Update the rows below by changing every instance of "Annotation task" to "Labeling task" and leaving everything else as it is.

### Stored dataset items
□ □ □ □ □ □ □

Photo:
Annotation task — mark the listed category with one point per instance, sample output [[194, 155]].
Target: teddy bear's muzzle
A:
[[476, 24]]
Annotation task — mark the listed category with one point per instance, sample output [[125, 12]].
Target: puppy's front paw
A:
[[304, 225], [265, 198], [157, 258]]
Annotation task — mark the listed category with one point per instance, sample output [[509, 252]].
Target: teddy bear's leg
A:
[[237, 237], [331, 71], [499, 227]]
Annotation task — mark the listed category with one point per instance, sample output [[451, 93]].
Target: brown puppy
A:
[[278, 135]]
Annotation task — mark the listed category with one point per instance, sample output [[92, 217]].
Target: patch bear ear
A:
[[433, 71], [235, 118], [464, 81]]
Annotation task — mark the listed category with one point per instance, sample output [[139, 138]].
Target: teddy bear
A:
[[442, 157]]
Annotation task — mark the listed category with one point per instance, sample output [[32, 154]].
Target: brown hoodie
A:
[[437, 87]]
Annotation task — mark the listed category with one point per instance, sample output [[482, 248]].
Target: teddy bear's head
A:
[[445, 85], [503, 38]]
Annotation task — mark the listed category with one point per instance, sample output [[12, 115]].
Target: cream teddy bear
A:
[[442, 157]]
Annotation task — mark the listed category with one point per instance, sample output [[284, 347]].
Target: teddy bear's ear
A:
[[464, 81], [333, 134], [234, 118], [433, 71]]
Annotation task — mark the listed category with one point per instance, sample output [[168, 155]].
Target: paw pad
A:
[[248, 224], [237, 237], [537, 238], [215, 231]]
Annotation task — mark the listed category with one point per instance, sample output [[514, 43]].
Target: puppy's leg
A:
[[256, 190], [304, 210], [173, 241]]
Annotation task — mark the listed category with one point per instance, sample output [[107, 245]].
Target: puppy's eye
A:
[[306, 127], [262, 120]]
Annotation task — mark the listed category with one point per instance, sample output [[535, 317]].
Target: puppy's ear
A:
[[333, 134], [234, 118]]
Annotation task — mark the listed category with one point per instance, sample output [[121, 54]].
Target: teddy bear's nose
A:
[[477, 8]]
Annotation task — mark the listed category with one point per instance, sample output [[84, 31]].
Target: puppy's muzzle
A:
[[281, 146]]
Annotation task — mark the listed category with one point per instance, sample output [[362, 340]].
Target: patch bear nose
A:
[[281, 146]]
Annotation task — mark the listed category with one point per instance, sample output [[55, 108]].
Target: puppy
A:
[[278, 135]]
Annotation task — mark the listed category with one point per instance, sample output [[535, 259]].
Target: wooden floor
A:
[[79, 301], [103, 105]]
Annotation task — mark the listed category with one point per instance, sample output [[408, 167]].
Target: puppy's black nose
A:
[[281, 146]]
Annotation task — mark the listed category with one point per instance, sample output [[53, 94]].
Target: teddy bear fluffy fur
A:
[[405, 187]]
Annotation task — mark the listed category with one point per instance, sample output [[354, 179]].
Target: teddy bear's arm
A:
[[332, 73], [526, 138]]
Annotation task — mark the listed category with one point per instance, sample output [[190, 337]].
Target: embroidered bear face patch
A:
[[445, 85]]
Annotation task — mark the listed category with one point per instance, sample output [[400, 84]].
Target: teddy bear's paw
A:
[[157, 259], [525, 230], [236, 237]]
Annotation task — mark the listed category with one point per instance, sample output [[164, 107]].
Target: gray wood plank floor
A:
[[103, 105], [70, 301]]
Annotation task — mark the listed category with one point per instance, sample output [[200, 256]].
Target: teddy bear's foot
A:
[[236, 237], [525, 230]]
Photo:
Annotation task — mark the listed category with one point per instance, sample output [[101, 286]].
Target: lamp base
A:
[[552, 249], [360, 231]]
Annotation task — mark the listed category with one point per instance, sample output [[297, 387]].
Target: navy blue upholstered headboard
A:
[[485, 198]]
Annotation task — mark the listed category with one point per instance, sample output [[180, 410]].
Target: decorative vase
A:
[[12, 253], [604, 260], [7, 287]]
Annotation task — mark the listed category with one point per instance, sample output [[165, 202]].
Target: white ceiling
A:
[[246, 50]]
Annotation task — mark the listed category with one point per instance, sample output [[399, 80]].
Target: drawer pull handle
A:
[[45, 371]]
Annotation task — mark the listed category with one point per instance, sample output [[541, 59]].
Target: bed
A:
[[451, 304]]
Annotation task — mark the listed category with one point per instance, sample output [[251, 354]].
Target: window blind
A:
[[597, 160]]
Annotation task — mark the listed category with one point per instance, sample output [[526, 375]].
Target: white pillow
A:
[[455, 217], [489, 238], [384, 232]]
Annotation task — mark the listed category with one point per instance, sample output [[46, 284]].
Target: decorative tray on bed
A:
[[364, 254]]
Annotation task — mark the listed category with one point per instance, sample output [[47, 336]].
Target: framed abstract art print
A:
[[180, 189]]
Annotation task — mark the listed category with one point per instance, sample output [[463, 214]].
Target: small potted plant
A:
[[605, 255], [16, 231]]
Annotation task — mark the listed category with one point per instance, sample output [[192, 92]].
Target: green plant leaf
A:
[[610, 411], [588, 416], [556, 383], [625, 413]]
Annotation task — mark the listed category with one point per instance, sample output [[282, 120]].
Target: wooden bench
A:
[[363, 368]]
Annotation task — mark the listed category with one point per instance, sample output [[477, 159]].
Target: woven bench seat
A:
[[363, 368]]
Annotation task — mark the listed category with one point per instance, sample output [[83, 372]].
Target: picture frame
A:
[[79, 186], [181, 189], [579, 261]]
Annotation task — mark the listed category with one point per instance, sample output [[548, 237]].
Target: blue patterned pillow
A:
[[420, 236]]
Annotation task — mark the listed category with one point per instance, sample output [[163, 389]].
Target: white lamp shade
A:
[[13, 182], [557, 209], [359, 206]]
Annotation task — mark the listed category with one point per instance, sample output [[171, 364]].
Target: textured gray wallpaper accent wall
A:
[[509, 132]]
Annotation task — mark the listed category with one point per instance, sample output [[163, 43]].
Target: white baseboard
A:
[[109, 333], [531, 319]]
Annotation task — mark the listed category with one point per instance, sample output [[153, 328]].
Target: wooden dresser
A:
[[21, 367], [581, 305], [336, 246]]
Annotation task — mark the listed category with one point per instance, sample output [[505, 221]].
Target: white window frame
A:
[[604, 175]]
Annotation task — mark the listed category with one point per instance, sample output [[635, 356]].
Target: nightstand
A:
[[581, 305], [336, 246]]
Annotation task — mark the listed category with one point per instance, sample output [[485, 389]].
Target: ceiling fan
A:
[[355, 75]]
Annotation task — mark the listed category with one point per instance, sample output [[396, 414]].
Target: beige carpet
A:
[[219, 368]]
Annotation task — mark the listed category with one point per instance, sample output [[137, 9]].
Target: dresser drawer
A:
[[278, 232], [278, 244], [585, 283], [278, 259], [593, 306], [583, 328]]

□ □ □ □ □ □ □

### SOLUTION TO THIS TASK
Photo:
Labeling task — mark the listed category with one point per instance, sample output [[194, 155]].
Target: teddy bear's muzzle
A:
[[476, 24]]
Labeling task — mark the listed category with one point per instance, sample output [[125, 12]].
Target: puppy's front paw
A:
[[304, 225], [265, 198], [157, 258]]
Labeling task — mark the listed category with one point per instance, sample output [[509, 252]].
Target: teddy bear's leg
A:
[[237, 237], [331, 71], [499, 227]]
Labeling task — mark the listed category with one point per instance, sample output [[451, 93]].
Target: brown puppy
A:
[[278, 135]]
Labeling task — mark the listed category with one point per instance, sample output [[92, 217]].
Target: patch bear ear
A:
[[433, 71], [235, 118], [464, 81]]
Labeling task — mark the listed category with one point per instance, sample output [[139, 138]].
Target: teddy bear
A:
[[442, 157]]
Labeling task — mark the listed category with one point per instance, sample output [[32, 154]].
Target: brown hoodie
A:
[[437, 87]]
Labeling task — mark the listed category with one point per instance, sample output [[482, 248]].
Target: teddy bear's head
A:
[[445, 85], [503, 38]]
Labeling task — mark the listed category with one point per instance, sample output [[12, 115]].
Target: cream teddy bear
A:
[[442, 157]]
Labeling task — mark the listed category with one point per instance, sample output [[284, 347]].
Target: teddy bear's ear
A:
[[464, 81], [333, 134], [234, 118], [433, 71]]
Labeling task — mark the listed category with one point per instance, sample output [[168, 155]].
Target: paw pad
A:
[[248, 224], [237, 237], [537, 238], [215, 231]]
Labeling task — mark the listed category with one point per instance, sample output [[514, 43]].
Target: puppy's leg
A:
[[256, 190], [304, 210], [173, 241]]
Labeling task — mark the listed category with one point per instance, sample output [[107, 245]].
Target: puppy's eye
A:
[[306, 127], [262, 120]]
Labeling task — mark the listed category with one point per instance, sample output [[535, 317]].
Target: puppy's ear
A:
[[333, 134], [234, 118]]
Labeling task — mark the listed category with one point per instance, sample output [[121, 54]].
Target: teddy bear's nose
A:
[[477, 8]]
Labeling task — mark the listed category with one point per instance, sample output [[84, 31]].
Target: puppy's muzzle
A:
[[281, 146]]
Labeling task — mark the listed category with one point per instance, sample output [[362, 340]].
Target: patch bear nose
A:
[[281, 146]]
Labeling task — mark the listed category with one point per instance, sample output [[55, 108]].
Target: puppy
A:
[[278, 135]]
Labeling task — mark the listed category with one point per instance, sample output [[535, 259]].
Target: wooden floor
A:
[[79, 301], [103, 105]]
Labeling task — mark the listed category with one point per instance, sample output [[408, 167]].
Target: puppy's black nose
A:
[[281, 146]]
Labeling task — mark the listed category with one point per instance, sample output [[53, 94]].
Target: teddy bear fluffy fur
A:
[[405, 187]]
Labeling task — mark the listed category with one point per instance, sample output [[354, 179]].
Target: teddy bear's arm
A:
[[332, 73], [526, 138]]
Labeling task — mark the listed category with one point per instance, sample output [[190, 337]].
Target: embroidered bear face patch
A:
[[445, 85]]
Labeling task — mark the listed category with one point per instance, sample output [[400, 84]].
Target: teddy bear's paw
A:
[[157, 259], [525, 230], [236, 237]]
Labeling task — mark the listed category with one point per instance, sample output [[164, 107]].
Target: gray wood plank floor
A:
[[103, 105], [70, 301]]
Labeling task — mark the listed category with one point per instance, sample output [[200, 256]].
Target: teddy bear's foot
A:
[[236, 237], [525, 230]]
Photo:
Labeling task — mark the listed category with one point per instance, sample output [[101, 286]].
Target: lamp base
A:
[[552, 249], [360, 231]]
Labeling task — mark the listed category with one point per instance, sample output [[297, 387]].
Target: navy blue upholstered headboard
A:
[[485, 198]]
Labeling task — mark the listed category with one point per instance, sample output [[180, 410]].
Target: decorative vase
A:
[[12, 253], [604, 260], [7, 287]]
Labeling task — mark the listed category with one point per instance, sample output [[165, 202]].
Target: white ceiling
A:
[[246, 50]]
Labeling task — mark the listed category with one point per instance, sample output [[399, 80]].
Target: drawer pull handle
A:
[[45, 371]]
Labeling task — mark the listed category with one point per instance, sample output [[541, 59]].
Target: bed
A:
[[451, 304]]
Labeling task — mark the listed category with one point per instance, sample output [[251, 354]].
Target: window blind
A:
[[597, 160]]
Labeling task — mark the listed category with one point per instance, sample output [[526, 375]].
Target: white pillow
A:
[[455, 217], [489, 238], [384, 232]]
Labeling task — mark the listed category with one point per instance, sample output [[46, 284]].
Target: decorative tray on bed
A:
[[364, 254]]
Labeling task — mark the listed category with one point per instance, sample output [[47, 336]].
Target: framed abstract art print
A:
[[180, 189]]
Labeling task — mark the listed category with one point per instance, sample output [[463, 214]].
Target: small potted plant
A:
[[605, 255], [16, 231]]
Labeling task — mark the listed category with one point per instance, sample output [[192, 92]].
Target: green plant leaf
A:
[[610, 411], [588, 416], [556, 383], [625, 413]]
Labeling task — mark the listed category with one point per instance, sample output [[282, 120]].
Target: wooden bench
A:
[[363, 368]]
Labeling task — mark the listed category with one point per instance, sample output [[477, 159]].
Target: woven bench seat
A:
[[363, 368]]
Labeling task — mark the listed category with one point per instance, sample output [[83, 372]].
Target: picture frame
A:
[[79, 186], [181, 189], [579, 261]]
Labeling task — mark the listed category with one point per instance, sample output [[548, 237]].
Target: blue patterned pillow
A:
[[420, 236]]
Labeling task — mark the listed category with one point per instance, sample output [[163, 389]].
Target: white lamp shade
A:
[[13, 182], [557, 209], [359, 206]]
Labeling task — mark the listed category with one point per instance, sample output [[171, 364]].
Target: textured gray wallpaper accent wall
A:
[[509, 132]]
Labeling task — mark the listed category with one point per instance, sample output [[163, 43]].
Target: white baseboard
A:
[[109, 333], [531, 319]]
Labeling task — mark the listed category with one point per instance, sample output [[153, 328]].
Target: wooden dresser
A:
[[21, 367], [581, 305], [336, 246]]
Labeling task — mark the listed category with one point per instance, sample output [[505, 221]].
Target: white window frame
A:
[[604, 175]]
Labeling task — mark the listed category with one point per instance, sample output [[635, 356]].
Target: nightstand
A:
[[581, 305], [336, 246]]
Labeling task — mark the listed category with one point per instance, sample output [[485, 389]].
Target: ceiling fan
A:
[[355, 75]]
Labeling task — mark the listed category with one point per instance, sample output [[396, 414]].
Target: beige carpet
A:
[[219, 368]]
Labeling task — mark the listed category with one point per instance, sample output [[137, 9]].
Target: dresser drawer
A:
[[278, 232], [278, 244], [585, 283], [278, 259], [593, 306], [583, 328]]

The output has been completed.